SUPPLIED RECORDS:

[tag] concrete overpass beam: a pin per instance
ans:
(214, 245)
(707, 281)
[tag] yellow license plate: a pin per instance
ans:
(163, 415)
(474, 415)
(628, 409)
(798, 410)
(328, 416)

TASK PROMPT:
Copy the lines of the entries above that mention "instance".

EXERCISE RESPONSE:
[tag] concrete overpass beam: a pin per instance
[tag] yellow license plate: a pin per instance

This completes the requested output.